*PROBLEM DESCRIPTION:* Scan the entries for lines with the word "button" and copy those lines.

*DATA SHOWN:*
»»

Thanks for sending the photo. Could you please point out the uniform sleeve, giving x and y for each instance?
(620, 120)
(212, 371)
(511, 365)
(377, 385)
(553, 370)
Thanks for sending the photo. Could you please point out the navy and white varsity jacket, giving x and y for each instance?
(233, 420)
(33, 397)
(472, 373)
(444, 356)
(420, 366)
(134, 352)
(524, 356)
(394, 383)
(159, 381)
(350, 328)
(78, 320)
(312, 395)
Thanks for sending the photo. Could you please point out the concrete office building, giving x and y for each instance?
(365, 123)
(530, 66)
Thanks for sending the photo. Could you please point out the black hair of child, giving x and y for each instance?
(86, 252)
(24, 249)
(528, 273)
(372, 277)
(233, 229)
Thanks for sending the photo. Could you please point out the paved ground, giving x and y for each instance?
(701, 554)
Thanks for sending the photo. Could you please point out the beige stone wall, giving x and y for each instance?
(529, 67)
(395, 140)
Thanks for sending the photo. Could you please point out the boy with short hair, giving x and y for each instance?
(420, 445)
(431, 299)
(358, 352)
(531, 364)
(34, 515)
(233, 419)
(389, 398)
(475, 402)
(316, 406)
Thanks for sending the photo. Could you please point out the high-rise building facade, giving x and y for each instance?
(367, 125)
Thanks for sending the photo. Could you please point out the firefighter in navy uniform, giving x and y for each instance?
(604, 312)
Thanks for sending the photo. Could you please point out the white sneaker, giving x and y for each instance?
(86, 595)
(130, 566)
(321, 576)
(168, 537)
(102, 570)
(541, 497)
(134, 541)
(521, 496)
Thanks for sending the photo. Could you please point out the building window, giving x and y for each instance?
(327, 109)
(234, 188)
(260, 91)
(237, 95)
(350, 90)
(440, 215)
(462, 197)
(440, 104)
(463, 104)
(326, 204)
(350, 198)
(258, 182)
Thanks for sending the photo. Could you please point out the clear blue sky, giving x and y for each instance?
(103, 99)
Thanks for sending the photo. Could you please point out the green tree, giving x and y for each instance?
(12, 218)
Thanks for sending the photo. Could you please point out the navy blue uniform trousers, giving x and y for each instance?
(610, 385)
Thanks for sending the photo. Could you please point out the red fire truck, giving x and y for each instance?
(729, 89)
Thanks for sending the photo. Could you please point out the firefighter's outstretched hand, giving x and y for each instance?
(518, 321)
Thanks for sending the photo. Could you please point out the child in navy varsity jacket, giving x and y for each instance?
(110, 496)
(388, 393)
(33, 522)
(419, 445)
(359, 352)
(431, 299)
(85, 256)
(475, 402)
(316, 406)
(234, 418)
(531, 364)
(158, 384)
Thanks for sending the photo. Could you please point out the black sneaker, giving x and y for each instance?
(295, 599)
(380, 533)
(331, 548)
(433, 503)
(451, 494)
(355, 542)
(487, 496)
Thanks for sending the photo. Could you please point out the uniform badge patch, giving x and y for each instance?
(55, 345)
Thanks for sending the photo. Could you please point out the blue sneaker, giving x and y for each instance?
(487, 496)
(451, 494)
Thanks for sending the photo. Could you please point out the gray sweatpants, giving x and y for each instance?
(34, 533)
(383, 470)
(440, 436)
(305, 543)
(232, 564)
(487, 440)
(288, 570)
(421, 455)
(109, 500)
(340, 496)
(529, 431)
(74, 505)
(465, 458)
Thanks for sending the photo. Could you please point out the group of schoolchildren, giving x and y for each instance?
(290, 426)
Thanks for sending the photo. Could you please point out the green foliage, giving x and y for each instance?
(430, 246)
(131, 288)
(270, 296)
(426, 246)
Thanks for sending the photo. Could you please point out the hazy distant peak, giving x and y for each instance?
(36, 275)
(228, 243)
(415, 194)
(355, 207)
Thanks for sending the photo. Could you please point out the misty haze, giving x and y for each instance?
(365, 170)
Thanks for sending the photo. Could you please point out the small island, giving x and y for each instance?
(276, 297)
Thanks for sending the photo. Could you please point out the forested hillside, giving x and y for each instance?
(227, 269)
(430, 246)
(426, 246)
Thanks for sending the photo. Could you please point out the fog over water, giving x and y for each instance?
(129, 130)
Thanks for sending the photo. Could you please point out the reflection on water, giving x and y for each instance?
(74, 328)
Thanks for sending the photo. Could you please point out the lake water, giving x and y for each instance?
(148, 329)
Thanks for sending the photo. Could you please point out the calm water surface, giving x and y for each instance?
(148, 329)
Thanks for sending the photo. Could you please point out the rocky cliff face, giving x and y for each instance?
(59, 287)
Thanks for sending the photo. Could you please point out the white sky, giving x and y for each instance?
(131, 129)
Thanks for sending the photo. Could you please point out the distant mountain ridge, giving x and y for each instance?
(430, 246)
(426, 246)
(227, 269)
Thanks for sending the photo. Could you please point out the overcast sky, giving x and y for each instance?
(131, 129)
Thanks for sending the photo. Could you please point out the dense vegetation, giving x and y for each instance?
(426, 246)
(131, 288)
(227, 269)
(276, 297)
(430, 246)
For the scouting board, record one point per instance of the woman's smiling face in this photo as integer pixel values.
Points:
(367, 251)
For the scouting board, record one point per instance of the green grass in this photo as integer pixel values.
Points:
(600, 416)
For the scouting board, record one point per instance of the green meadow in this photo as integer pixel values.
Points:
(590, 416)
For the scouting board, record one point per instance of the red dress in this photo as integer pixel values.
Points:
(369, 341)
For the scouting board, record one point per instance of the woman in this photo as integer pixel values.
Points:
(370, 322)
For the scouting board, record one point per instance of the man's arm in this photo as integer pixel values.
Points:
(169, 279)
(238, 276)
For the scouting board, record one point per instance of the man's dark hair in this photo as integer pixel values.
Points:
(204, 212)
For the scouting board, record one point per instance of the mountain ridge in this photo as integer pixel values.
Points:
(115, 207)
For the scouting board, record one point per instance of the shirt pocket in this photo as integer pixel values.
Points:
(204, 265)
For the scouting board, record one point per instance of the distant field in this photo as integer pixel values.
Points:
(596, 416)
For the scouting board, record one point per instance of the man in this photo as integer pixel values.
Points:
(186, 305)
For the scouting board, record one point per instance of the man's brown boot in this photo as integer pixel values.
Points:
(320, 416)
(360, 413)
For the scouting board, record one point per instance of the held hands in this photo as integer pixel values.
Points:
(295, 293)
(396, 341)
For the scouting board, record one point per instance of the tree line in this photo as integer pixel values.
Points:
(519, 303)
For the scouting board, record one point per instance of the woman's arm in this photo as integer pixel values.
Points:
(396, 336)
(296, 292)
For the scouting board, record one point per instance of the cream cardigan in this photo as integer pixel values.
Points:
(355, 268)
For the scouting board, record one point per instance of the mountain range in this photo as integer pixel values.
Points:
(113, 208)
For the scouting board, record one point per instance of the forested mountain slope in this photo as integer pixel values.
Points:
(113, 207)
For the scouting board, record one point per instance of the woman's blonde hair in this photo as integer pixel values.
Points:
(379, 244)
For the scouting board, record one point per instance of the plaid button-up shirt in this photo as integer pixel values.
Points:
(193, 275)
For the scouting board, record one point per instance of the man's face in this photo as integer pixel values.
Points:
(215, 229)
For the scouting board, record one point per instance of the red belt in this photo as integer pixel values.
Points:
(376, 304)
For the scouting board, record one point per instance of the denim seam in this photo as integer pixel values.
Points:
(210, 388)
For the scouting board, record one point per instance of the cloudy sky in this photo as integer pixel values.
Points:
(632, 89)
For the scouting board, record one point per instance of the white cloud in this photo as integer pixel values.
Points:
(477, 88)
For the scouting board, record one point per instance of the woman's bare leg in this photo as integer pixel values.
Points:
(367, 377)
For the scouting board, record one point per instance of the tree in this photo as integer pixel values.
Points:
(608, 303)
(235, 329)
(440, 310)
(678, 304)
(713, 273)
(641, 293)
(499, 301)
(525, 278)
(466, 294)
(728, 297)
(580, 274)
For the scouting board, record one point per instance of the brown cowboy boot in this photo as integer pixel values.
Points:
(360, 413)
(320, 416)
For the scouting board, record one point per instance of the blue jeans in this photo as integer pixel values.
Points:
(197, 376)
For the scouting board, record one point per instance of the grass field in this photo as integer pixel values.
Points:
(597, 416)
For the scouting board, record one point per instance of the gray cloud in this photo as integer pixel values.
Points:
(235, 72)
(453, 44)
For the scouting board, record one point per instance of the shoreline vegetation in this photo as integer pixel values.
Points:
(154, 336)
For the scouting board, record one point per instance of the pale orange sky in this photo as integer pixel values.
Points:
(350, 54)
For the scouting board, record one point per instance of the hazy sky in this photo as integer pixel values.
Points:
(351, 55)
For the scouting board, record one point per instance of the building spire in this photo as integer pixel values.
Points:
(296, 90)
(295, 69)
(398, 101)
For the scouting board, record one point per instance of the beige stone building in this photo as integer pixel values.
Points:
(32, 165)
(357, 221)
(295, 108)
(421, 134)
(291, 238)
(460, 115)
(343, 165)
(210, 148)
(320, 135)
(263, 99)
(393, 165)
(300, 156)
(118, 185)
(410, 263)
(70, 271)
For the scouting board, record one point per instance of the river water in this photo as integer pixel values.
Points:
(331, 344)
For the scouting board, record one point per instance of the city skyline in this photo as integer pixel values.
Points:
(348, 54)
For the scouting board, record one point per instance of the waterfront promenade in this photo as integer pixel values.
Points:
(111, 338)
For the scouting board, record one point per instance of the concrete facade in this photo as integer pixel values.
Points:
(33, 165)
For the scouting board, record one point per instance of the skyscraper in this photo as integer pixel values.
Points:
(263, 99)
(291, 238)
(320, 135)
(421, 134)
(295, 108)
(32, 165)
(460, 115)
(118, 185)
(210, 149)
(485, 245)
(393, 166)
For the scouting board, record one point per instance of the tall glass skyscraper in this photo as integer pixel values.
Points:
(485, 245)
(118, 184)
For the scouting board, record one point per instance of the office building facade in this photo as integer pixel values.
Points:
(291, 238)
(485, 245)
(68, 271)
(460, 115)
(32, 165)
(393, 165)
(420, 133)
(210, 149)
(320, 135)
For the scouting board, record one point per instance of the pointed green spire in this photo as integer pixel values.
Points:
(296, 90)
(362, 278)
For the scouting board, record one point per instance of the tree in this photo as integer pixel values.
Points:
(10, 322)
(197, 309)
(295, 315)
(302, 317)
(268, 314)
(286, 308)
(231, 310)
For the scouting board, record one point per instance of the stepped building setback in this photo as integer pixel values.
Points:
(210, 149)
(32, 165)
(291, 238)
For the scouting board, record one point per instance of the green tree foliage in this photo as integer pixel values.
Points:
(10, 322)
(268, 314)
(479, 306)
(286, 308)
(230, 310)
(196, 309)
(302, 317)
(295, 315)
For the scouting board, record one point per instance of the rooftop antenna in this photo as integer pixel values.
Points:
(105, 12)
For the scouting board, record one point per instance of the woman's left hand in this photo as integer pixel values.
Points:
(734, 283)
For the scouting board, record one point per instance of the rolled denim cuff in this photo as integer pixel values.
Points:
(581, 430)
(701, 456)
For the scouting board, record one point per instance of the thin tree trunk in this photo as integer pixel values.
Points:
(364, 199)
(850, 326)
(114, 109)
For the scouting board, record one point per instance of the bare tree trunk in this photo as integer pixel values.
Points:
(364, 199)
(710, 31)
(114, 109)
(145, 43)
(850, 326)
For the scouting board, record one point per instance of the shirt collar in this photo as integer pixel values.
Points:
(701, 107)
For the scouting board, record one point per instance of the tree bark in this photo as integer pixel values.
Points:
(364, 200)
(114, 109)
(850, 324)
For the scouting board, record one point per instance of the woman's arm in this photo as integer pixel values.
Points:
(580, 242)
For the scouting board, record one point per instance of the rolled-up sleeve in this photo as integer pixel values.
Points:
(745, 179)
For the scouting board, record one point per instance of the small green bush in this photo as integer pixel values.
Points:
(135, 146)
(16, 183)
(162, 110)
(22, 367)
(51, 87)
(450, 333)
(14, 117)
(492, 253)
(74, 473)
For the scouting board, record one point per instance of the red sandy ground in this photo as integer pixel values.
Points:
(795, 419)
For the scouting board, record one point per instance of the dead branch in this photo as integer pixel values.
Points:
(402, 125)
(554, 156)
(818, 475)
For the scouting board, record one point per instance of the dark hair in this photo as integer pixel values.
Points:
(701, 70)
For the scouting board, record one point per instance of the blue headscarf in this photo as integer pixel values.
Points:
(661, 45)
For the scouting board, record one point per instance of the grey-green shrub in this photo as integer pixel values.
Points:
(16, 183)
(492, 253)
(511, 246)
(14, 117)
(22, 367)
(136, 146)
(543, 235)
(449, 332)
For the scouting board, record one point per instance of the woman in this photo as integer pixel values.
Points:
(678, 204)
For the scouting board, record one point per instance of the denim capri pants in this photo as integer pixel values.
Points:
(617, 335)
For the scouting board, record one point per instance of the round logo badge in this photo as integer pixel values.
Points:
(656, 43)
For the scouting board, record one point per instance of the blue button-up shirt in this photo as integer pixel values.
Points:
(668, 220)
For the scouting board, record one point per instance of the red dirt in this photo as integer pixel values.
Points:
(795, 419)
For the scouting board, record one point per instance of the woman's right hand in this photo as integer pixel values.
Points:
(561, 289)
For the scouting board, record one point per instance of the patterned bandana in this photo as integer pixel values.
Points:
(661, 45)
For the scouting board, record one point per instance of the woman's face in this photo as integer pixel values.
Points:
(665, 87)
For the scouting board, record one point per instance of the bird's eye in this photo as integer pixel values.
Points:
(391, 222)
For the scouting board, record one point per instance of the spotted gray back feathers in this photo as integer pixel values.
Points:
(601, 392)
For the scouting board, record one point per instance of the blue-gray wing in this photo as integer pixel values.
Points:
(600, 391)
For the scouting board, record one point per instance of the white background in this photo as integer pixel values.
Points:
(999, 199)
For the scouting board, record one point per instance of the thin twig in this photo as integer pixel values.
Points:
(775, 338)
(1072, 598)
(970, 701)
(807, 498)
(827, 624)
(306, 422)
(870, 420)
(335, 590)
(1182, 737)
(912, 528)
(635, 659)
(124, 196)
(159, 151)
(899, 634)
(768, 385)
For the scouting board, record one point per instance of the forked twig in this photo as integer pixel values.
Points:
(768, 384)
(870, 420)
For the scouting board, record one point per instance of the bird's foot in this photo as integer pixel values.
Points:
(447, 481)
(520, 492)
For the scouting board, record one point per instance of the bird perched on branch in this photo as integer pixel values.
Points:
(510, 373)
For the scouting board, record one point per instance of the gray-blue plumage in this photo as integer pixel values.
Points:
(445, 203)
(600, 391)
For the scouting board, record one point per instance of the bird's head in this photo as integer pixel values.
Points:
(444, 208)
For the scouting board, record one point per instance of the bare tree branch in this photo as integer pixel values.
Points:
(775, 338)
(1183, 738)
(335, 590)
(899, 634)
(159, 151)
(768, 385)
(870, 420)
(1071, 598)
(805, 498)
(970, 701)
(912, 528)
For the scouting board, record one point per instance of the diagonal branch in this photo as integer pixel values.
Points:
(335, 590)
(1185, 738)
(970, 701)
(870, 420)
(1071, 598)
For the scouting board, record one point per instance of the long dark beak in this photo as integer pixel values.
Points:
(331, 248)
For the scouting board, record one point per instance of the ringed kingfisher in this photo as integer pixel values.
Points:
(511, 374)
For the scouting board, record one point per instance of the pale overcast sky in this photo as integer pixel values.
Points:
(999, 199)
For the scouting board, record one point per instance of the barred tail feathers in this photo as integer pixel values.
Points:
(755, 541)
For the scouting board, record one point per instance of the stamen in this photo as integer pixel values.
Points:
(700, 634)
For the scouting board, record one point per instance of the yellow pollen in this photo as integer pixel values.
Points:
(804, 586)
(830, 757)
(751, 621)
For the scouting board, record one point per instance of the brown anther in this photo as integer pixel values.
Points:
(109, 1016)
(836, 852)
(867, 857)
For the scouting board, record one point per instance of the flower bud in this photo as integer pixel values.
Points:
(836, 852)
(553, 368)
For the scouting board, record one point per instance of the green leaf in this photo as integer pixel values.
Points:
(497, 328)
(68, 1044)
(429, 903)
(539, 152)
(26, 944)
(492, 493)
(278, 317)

««

*COMPLETED EXERCISE:*
For the scouting board, record one point per instance of the plaid button-up shirt in this photo as integer pixel values.
For the scouting board, record one point per instance of the blue button-up shirt in this photo as integer pixel values.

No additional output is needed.